● **PROBLEM TO SOLVE**
Show every line of the data below that contains the word "vent".

● **SOURCE DATA**
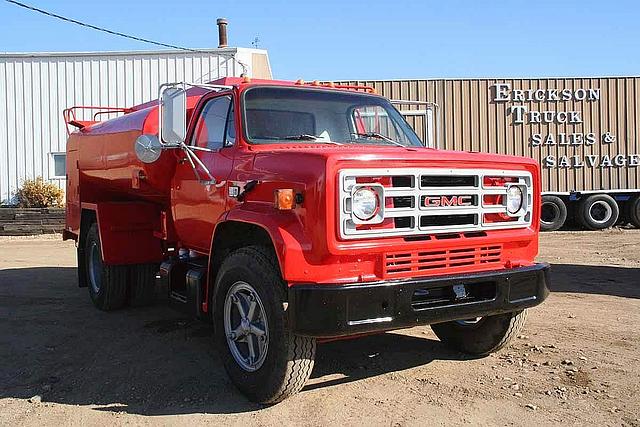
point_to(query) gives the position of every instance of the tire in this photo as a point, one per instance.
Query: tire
(282, 365)
(633, 211)
(598, 212)
(553, 213)
(481, 337)
(107, 283)
(142, 284)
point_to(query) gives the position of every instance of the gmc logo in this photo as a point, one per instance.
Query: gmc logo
(443, 201)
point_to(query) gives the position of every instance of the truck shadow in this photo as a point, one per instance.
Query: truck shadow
(596, 279)
(147, 361)
(153, 361)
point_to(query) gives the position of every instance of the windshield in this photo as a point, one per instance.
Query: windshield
(275, 114)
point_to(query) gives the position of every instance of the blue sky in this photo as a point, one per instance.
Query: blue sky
(360, 39)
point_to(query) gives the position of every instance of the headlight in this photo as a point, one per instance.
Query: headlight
(365, 204)
(514, 199)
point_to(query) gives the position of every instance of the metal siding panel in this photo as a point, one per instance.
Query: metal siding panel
(35, 90)
(4, 139)
(465, 124)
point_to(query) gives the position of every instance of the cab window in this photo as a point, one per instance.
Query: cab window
(212, 124)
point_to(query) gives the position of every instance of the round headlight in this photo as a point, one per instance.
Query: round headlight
(365, 203)
(514, 199)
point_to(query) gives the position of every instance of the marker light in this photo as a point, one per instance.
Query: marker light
(515, 199)
(284, 199)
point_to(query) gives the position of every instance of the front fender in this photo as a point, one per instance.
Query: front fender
(286, 232)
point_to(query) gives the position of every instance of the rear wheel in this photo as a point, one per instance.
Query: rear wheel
(633, 211)
(262, 357)
(482, 335)
(553, 213)
(107, 283)
(598, 212)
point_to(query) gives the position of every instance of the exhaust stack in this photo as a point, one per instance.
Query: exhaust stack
(222, 32)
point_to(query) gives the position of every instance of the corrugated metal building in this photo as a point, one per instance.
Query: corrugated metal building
(36, 87)
(583, 131)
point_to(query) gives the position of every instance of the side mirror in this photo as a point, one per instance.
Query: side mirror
(173, 115)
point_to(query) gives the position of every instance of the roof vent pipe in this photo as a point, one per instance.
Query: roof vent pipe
(222, 32)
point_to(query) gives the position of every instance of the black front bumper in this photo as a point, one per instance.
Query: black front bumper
(340, 310)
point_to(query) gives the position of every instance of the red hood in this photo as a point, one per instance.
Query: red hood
(390, 155)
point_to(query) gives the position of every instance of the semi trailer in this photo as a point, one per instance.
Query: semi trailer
(290, 213)
(584, 132)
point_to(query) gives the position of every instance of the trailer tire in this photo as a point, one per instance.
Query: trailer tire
(107, 283)
(553, 213)
(633, 211)
(481, 336)
(251, 276)
(142, 284)
(598, 212)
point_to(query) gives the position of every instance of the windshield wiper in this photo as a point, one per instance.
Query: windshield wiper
(301, 137)
(380, 136)
(307, 137)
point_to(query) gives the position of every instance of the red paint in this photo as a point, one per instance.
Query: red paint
(180, 212)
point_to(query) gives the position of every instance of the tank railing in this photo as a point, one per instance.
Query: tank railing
(332, 85)
(70, 117)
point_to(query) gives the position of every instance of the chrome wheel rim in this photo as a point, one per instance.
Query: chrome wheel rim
(600, 212)
(95, 267)
(469, 322)
(245, 326)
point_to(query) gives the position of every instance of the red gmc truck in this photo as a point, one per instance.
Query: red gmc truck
(288, 213)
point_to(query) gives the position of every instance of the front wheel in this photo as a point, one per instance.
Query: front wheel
(107, 283)
(482, 335)
(262, 357)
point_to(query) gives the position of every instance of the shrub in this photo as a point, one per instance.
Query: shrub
(38, 193)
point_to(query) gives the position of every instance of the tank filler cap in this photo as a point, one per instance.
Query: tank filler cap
(148, 148)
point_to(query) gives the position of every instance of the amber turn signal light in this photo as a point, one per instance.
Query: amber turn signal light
(284, 199)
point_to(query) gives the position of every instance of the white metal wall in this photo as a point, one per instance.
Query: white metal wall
(35, 88)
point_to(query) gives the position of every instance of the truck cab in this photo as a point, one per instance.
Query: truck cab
(288, 213)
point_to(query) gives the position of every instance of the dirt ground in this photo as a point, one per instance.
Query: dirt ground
(577, 362)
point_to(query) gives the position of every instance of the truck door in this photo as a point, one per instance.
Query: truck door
(197, 205)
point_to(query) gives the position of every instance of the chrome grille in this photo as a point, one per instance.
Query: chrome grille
(410, 264)
(413, 201)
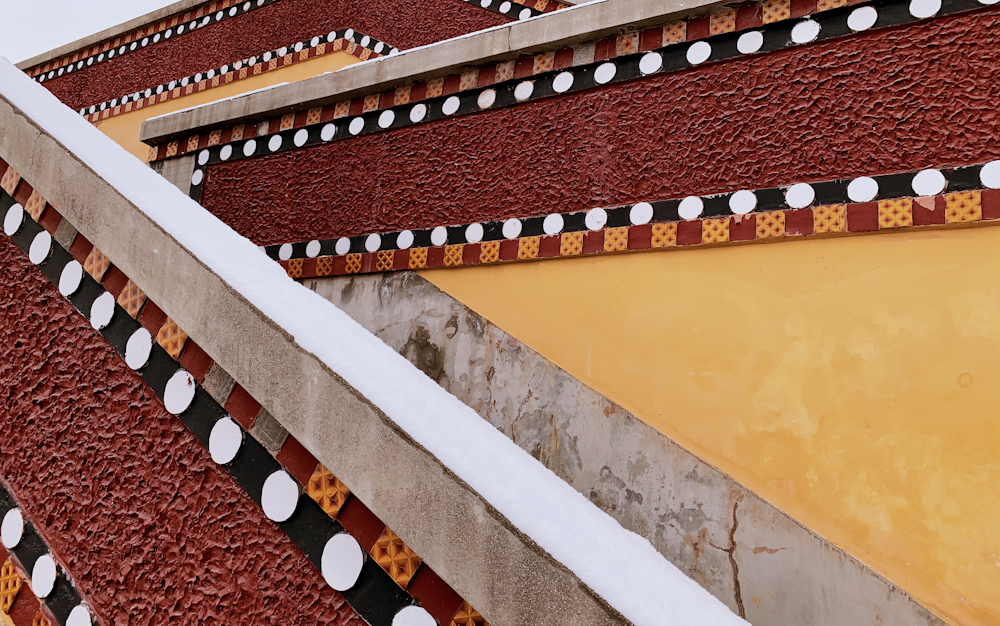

● **RESPONSE**
point_to(query) gives the position of every instance of the roof vent pipe in this photo as a point, one per instance.
Query: roof vent pipe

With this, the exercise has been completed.